══ 提供された抜粋 ══

賃金台帳は、労働基準法第108条によって作成・保存が義務付けられています。

(賃金台帳)
第百八条 使用者は、各事業場ごとに賃金台帳を調製し、賃金計算の基礎となる事項及び賃金の額その他厚生労働省令で定める事項を賃金支払の都度遅滞なく記入しなければならない。

労働基準法第108条|法令検索 e-Gov

労働者ごとの賃金支払状況を記録した書類であり、「労働者名簿」「出勤簿」と並んで「労働三帳簿」「法定三帳簿」と呼ばれています。

賃金台帳の作成義務は?

賃金台帳は、会社の規模にかかわらず、労働者を一人でも雇用している場合は作成義務があります。

また、法人だけではなく、個人事業主も労働者を雇用している場合は作成しなければなりません。

賃金台帳の作成対象労働者は?

賃金台帳の作成対象労働者は、雇用形態に関係なく、労働基準法第9条に定める「事業または事務所に使用される者で、賃金を支払われる者」が対象です。

賃金台帳は、事業所ごとに作成・管理する必要があります。

パート・アルバイト

短時間労働のパートタイムやアルバイトも、「事業または事務所に使用される者で、賃金を支払われる者」に含まれますので、賃金台帳を作成しなければなりません。

日雇労働者

日雇労働者は、法定三帳簿の一つである「労働者名簿」の作成対象に含まれませんが、賃金台帳においては作成対象となっているため注意が必要です。ただし、記載項目のうち、「賃金計算期間」の記載は不要です。

なお、日雇労働者の定義は「1ヶ月を超えて引続き使用される者を除く、日々雇い入れられる者」とされています。

═══
══ 提供データ ══

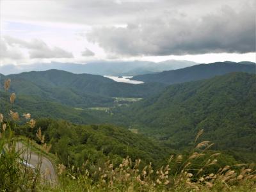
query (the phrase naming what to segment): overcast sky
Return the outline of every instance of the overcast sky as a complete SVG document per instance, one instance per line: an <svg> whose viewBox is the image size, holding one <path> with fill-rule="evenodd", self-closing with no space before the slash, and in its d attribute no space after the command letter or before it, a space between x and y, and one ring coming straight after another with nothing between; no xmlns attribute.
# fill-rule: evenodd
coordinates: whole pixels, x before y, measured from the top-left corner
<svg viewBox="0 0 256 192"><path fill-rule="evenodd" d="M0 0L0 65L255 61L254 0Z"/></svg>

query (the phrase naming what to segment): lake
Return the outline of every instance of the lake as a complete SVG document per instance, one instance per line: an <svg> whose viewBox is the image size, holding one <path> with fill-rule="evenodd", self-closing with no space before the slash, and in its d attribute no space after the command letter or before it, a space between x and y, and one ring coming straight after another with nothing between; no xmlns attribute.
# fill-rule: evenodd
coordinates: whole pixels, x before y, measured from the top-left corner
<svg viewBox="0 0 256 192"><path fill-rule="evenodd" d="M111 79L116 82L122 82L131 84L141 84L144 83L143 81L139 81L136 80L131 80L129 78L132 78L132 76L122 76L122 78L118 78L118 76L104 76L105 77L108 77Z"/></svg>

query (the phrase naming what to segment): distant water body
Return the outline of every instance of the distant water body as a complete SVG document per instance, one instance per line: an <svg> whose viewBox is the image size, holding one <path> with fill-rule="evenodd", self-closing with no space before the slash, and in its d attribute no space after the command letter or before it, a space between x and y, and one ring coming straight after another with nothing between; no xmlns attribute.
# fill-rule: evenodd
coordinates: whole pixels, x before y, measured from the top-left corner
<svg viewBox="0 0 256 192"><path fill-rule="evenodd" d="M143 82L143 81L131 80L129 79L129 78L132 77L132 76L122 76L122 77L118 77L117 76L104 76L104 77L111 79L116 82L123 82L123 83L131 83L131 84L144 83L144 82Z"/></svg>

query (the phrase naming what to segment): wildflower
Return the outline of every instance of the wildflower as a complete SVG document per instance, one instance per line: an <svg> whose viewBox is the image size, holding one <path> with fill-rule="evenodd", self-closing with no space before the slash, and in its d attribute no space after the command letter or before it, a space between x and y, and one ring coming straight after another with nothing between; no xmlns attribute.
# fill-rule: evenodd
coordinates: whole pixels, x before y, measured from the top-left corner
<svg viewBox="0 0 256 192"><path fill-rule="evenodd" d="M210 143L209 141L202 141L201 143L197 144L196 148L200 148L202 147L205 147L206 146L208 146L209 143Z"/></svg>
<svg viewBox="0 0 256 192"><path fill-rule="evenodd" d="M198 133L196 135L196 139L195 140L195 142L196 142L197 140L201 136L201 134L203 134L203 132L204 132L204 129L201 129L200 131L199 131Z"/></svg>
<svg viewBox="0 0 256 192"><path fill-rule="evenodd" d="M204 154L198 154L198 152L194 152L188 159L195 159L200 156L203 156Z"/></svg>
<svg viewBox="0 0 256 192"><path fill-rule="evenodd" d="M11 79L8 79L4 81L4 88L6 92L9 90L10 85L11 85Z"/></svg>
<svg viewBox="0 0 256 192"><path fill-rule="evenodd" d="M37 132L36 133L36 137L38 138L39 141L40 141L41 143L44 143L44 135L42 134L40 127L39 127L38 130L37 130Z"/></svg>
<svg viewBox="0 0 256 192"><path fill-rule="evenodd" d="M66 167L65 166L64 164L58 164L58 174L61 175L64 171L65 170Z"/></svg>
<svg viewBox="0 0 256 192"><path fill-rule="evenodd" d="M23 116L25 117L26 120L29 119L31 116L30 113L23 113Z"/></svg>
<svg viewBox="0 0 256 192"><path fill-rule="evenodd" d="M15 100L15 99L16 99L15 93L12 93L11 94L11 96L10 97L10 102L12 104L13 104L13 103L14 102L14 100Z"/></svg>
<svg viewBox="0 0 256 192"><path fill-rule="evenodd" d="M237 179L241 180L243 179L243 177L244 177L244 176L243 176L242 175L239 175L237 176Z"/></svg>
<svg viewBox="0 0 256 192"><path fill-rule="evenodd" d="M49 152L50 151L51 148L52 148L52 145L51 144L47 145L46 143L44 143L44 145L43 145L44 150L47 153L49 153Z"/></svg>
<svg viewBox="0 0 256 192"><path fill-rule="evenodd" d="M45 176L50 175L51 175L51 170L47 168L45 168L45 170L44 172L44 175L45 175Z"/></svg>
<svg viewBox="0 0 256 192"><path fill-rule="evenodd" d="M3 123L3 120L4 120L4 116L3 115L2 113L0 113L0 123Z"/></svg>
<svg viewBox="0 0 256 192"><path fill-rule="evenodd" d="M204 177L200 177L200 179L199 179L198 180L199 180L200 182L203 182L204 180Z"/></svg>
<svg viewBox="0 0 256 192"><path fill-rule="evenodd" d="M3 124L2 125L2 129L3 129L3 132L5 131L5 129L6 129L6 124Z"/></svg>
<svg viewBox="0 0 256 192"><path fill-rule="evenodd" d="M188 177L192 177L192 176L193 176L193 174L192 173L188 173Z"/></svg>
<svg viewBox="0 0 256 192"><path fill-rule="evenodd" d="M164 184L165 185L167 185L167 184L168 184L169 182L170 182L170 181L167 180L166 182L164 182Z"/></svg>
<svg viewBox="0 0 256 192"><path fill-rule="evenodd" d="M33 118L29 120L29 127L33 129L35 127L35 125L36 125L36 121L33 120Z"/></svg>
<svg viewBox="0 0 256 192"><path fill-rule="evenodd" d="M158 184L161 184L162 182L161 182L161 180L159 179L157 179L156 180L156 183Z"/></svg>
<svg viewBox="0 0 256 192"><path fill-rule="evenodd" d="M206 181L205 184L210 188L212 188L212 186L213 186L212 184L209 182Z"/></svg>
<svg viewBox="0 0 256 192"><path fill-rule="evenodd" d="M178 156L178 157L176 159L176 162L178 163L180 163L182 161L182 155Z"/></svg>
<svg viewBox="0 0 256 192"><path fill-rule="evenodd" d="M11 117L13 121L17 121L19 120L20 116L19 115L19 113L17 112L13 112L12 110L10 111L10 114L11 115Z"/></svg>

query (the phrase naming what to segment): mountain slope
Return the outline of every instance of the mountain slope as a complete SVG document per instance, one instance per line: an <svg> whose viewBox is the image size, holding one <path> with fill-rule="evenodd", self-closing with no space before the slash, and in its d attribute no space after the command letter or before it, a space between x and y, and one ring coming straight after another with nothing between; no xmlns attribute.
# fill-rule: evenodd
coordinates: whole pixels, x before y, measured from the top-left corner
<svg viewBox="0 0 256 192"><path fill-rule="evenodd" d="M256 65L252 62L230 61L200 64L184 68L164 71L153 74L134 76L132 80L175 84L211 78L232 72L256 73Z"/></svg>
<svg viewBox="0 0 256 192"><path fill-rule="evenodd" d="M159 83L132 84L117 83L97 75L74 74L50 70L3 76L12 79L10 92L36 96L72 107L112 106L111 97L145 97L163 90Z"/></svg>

═══

**練習問題**
**a.** 賃金台帳の解説文で「労働三帳簿」と呼ばれている帳簿を、すべて挙げてください。
**b.** 賃金台帳の解説文を、最後の文に続けて書き継いでください。

**各問の解答**
**a.** 賃金台帳、労働者名簿、出勤簿

**b.**
出向者

出向者(在籍出向)については、賃金の負担割合に関係なく、出向元・出向先の両方に作成義務があります。移籍出向者については、出向元との契約は喪失するため、出向先にのみ作成義務があります。

管理監督者

管理監督者についても、賃金台帳の作成義務があります。ただし、管理監督者には労働時間や休日などの規定が適用されないため、「労働日数」「労働時間数」「時間外労働」「休日労働」の4項目については記載不要です。

なお、管理監督者だけではなく、役員報酬を受ける役員についても作成対象となっているため、注意が必要です。

給与明細とどう違う?|基本的に代用は不可

賃金台帳は会社に保管しなければならない書類である一方、給与明細は、労働者に対して給与の支払状況を通知するための書類であり、その性質は異なります。

賃金台帳に記載しなければならない項目として、性別や労働日数などがありますが、1つでも欠けていれば賃金台帳とは認められません。

通常の給与明細では、賃金台帳の必須記載項目全てが記載されているケースは少なく、原則的に給与明細を賃金台帳に代用するのは不可と考えるのが一般的です。

給与明細とは

会社は所得税法上、労働者に給与明細書を交付しなければなりません。また、社会保険関連でも、健康保険法や労働保険の保険料の徴収等に関する法律(労働保険徴収法)によって、会社は各保険料の控除額を労働者に通知する義務があります。

このように給与明細は、根拠となる法令も目的も、賃金台帳とは全く別のものと言えます。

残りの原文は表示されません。